Copy the lines below word for word, omitting the pictures.

-------- Input rows

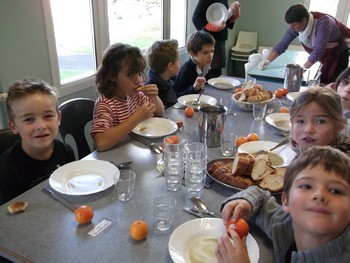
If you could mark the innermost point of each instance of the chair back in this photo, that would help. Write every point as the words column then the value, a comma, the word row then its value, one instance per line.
column 76, row 113
column 7, row 139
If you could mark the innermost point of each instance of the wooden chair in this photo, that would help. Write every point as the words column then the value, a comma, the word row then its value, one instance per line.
column 76, row 113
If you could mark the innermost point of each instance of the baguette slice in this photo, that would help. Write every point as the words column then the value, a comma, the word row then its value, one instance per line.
column 17, row 207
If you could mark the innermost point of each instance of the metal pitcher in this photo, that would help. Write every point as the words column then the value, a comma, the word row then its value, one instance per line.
column 211, row 123
column 293, row 77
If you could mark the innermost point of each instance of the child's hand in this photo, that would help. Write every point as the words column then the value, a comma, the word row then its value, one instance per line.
column 199, row 83
column 238, row 208
column 150, row 90
column 227, row 252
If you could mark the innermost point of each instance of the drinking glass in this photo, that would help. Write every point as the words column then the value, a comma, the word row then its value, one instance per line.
column 196, row 161
column 163, row 211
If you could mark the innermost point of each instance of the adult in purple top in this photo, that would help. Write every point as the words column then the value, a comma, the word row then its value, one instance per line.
column 321, row 35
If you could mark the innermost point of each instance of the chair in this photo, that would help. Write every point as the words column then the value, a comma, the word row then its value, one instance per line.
column 76, row 113
column 7, row 139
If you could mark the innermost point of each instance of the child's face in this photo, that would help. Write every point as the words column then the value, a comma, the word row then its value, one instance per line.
column 313, row 126
column 319, row 204
column 204, row 57
column 36, row 121
column 344, row 92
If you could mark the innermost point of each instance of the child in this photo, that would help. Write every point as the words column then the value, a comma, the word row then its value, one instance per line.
column 163, row 58
column 32, row 110
column 191, row 78
column 312, row 225
column 317, row 119
column 124, row 102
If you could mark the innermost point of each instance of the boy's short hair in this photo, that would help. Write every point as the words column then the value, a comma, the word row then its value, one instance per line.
column 296, row 13
column 161, row 53
column 325, row 97
column 329, row 158
column 28, row 87
column 197, row 40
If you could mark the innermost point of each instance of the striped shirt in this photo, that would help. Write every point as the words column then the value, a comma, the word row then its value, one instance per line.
column 111, row 112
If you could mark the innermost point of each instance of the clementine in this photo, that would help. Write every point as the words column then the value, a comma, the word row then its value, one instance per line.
column 252, row 137
column 138, row 230
column 84, row 214
column 189, row 112
column 240, row 140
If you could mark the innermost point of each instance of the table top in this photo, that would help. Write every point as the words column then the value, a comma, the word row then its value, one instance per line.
column 48, row 232
column 276, row 69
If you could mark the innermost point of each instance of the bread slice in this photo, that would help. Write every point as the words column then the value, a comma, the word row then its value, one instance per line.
column 272, row 182
column 17, row 207
column 241, row 163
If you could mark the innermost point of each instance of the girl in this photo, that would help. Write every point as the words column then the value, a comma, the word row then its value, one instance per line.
column 317, row 120
column 124, row 101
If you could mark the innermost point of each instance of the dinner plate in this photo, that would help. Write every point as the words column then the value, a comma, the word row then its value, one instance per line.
column 188, row 100
column 195, row 241
column 217, row 13
column 224, row 83
column 292, row 95
column 280, row 121
column 155, row 128
column 84, row 177
column 281, row 157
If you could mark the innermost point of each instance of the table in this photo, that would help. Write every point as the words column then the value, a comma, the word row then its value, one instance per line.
column 276, row 69
column 48, row 232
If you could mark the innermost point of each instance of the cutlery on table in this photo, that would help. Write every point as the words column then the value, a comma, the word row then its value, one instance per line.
column 59, row 199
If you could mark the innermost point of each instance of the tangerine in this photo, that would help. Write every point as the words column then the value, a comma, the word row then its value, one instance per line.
column 278, row 93
column 189, row 111
column 284, row 110
column 240, row 140
column 252, row 137
column 138, row 230
column 84, row 214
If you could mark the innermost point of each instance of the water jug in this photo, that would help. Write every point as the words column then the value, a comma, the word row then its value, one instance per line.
column 293, row 77
column 211, row 123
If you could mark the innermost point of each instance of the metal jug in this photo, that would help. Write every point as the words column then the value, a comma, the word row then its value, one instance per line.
column 211, row 123
column 293, row 77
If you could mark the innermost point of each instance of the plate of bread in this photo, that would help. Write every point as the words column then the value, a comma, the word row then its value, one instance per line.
column 246, row 170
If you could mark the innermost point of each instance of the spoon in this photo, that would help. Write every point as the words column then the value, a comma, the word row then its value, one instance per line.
column 152, row 146
column 200, row 206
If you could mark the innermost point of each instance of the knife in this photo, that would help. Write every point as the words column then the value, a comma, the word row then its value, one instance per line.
column 188, row 210
column 59, row 199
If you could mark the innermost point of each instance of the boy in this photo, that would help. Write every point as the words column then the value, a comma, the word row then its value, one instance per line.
column 163, row 59
column 32, row 109
column 191, row 78
column 312, row 225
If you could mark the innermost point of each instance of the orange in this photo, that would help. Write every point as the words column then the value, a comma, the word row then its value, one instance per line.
column 84, row 214
column 189, row 112
column 278, row 93
column 284, row 91
column 252, row 137
column 138, row 230
column 240, row 140
column 241, row 227
column 284, row 110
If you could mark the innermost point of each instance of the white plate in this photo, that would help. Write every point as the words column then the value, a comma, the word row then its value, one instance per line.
column 285, row 151
column 155, row 128
column 192, row 232
column 216, row 13
column 292, row 95
column 224, row 83
column 84, row 177
column 188, row 100
column 280, row 121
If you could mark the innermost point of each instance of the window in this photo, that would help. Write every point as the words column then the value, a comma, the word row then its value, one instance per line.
column 80, row 30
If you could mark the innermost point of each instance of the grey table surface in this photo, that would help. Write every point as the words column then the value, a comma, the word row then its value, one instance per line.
column 48, row 232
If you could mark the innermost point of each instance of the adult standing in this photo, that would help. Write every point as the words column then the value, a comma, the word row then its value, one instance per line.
column 321, row 35
column 219, row 32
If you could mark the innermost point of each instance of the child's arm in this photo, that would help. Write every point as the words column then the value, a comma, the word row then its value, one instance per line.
column 151, row 91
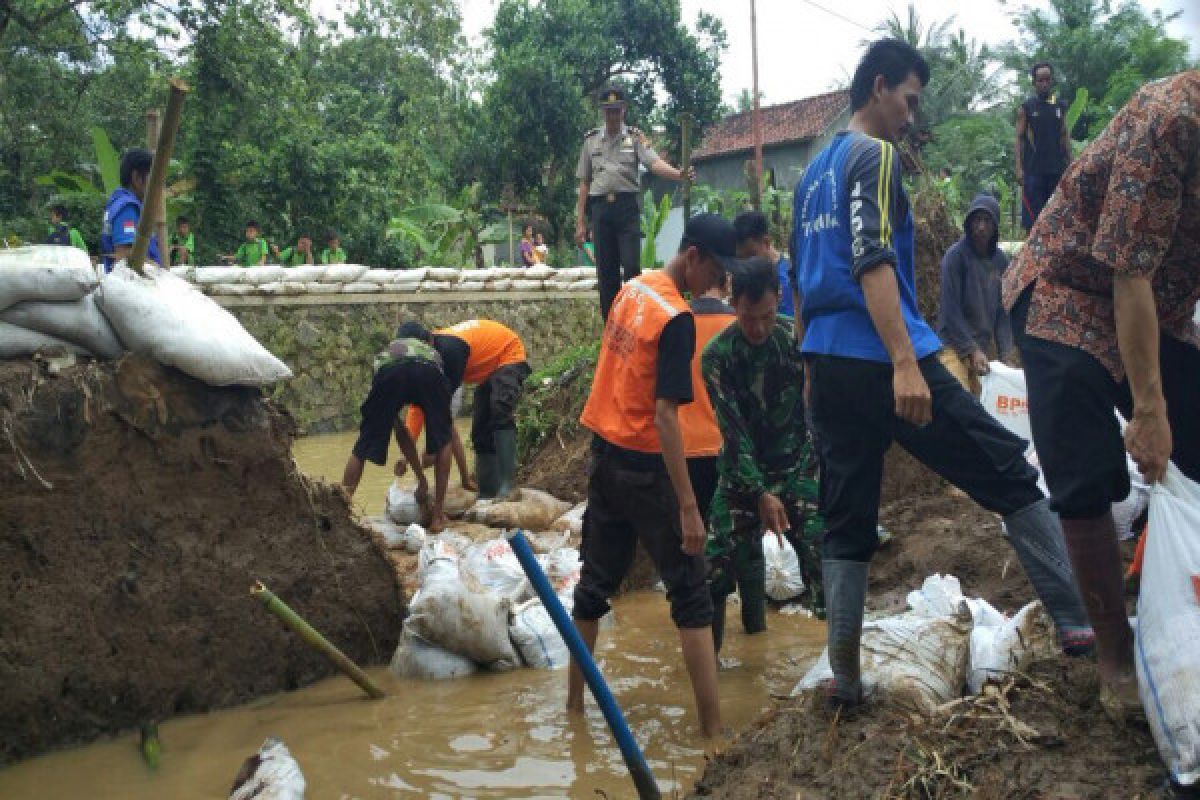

----------------

Response to this exercise ->
If you could mark the innermost point of each instance of the chair back in this photo, that would help. Write every point as the words column then the value, a comma, the word row then its value, one instance per line.
column 76, row 113
column 7, row 139
If you could mark the innermost point of each instance of the wooden chair in this photo, that would help. Write every point as the words column then the value, a comma, the word row then its value, one instance per line.
column 76, row 113
If you could mark the innermost point of each instance of the baguette slice in this photo, that would help. Write every point as the words column then the value, a comma, the word row then its value, one instance per line.
column 17, row 207
If you could mark the innermost point of each instance of the metal pitcher in this photo, that would help. Write every point as the words column then the value, a comma, the word row then its value, one instance per line.
column 211, row 123
column 293, row 77
If you could mark the innermost point of each instance of the child's hand in this photo, that would help. Write every point as the words column then the value, a comma, the word row then its value, one instance per line.
column 199, row 83
column 238, row 208
column 150, row 90
column 227, row 252
If you could mark the innermost point of each instance of the drinking glass in this photo, that would help. Write every point as the words column then the value, a comma, the word row then its value, one instance per line.
column 196, row 161
column 163, row 211
If you could mark the innermost point of each instance of the adult in purple top in this photo, that would help. Write every point as the words column then the value, a comma, the word row then its value, one instance per line.
column 321, row 35
If you could mark the innermost point of each instance of the chair in this photo, that would help. Write every point as the words column then the value, a comma, the word row then its value, one instance per line.
column 76, row 113
column 7, row 139
If you could mark the innermost point of each instance of the child's face in this photo, that would help. Write every point as the words column then the value, a comma, the word row then its value, one instance per line.
column 313, row 126
column 319, row 204
column 204, row 57
column 36, row 121
column 344, row 92
If you could mark the innermost point of each instance of the child in this photo, that would help. Write every point as the words column then the value, a comma, the word row then its value, one instance per line.
column 163, row 58
column 32, row 110
column 191, row 78
column 312, row 225
column 317, row 119
column 124, row 102
If you could mark the innermost point of each instance of the boy's short hair in this photo, that would help. Write every point as the words column then the value, a comma, the word row then its value, one instance per line.
column 296, row 13
column 161, row 53
column 325, row 97
column 329, row 158
column 28, row 87
column 197, row 40
If you could mark the innermost point of each instance of the striped shirt in this photo, that would help. Write every point as the words column then the value, a comma, the word row then its value, one instance per line.
column 111, row 112
If you could mark the innermost point of each instance of the clementine in this photo, that would help. Write every point as the words column then the value, a comma, the word row then its value, one instance per line.
column 252, row 137
column 138, row 230
column 84, row 214
column 189, row 112
column 240, row 140
If you could mark the innermost point of each instance of the table top in this photo, that would help. Write every point as the words column then the value, a comma, the word row then its value, one instance per line.
column 48, row 232
column 276, row 69
If you could mark the innermost point of each instance of the bread slice in this photo, that would help. Write every point as the words column then the value, a comma, the word row then its value, one instance per line.
column 272, row 182
column 17, row 207
column 241, row 163
If you could mark the innermost point of each instance of the girl in this photo, that would help. Write every point as the words column then the value, a comma, the word row then its value, one instance per line.
column 317, row 120
column 124, row 101
If you could mark the innermost point of each instance of the dinner plate in this photo, that would help. Write every point as the words column then the value, a comma, the word row then its value, one instance per line.
column 188, row 100
column 195, row 241
column 217, row 13
column 224, row 83
column 292, row 95
column 280, row 121
column 155, row 128
column 84, row 177
column 281, row 157
If you could mark the innermost point of each instance of the table in this photo, that would help. Write every point as the words column then the value, a comma, the word row then its value, one instance per line.
column 276, row 69
column 48, row 232
If you could mark the innermost point of each instance of the cutlery on table in this photo, that would help. Write every point as the words column then the value, a comma, the word row then its value, one instance per line.
column 59, row 199
If you could mark the innermost point of each instance of the tangerine in this photo, that would help. Write every point as the words column then the value, a comma, the word row then its value, one instance per line.
column 278, row 93
column 189, row 111
column 284, row 110
column 240, row 140
column 252, row 137
column 138, row 230
column 84, row 214
If you could mark the innermost point of each instance of the water jug in this photo, that would help. Write every point as the words column then the value, a comma, the word row then its value, one instance per line.
column 293, row 77
column 211, row 123
If you could mark the innermost point of each instance of the metal jug in this photo, that would help. Write every point as the words column then the value, a comma, the word row then its value, one instance per line.
column 211, row 123
column 293, row 77
If you could mark the innermost point of each instance of the plate of bread in this photo, that would help. Write every point as the words column then the value, a comma, the word row then its value, one instance per line.
column 246, row 170
If you could mark the innermost point of each instance of the spoon in this photo, that would help. Write every point as the words column then the value, a comma, the word row then its value, one instance per line.
column 152, row 146
column 200, row 206
If you could mark the innermost point of each instance of the knife in this photo, that would help. Write every point as the words column then the value, a comma, the word row then its value, one instance per line.
column 188, row 210
column 59, row 199
If you could mark the innermost point of each instance of the boy in this photo, that would help. Write every point as the words column then the value, a comma, the word row then its value, one instance per line.
column 163, row 59
column 32, row 109
column 191, row 78
column 312, row 225
If you could mark the innermost point of each instance of the orange in this photo, that would help. Write every point as the words column then the value, a comma, the word row then its value, one instance per line.
column 84, row 214
column 189, row 112
column 278, row 93
column 284, row 91
column 252, row 137
column 138, row 230
column 240, row 140
column 241, row 227
column 284, row 110
If you could mark the innermost point of each instance of the white plate in this photo, that would help. Write every point as the words column then the value, a comma, the word row then its value, one instance per line.
column 285, row 151
column 155, row 128
column 192, row 232
column 216, row 13
column 292, row 95
column 224, row 83
column 84, row 177
column 188, row 100
column 280, row 121
If you could mark the innermost point of each instance of the window in this photo, that would help. Write every point as the words column then the value, a comma, the word row then its value, one instance per line.
column 80, row 30
If you could mark the innermost point of each instance of the grey table surface in this photo, that would help. Write every point as the words column then the value, a comma, the word row then its value, one instance per line.
column 48, row 232
If you could mark the innermost point of each instance of the adult standing in this photo, that would help. Write every point as the words column then the value, a comma, the word row then its value, one instance per line.
column 321, row 35
column 219, row 32
If you could mark the innermost point of each instance of the child's arm in this photo, that would help. Write every point as the words column then the value, a comma, the word row then its value, one instance per line.
column 151, row 91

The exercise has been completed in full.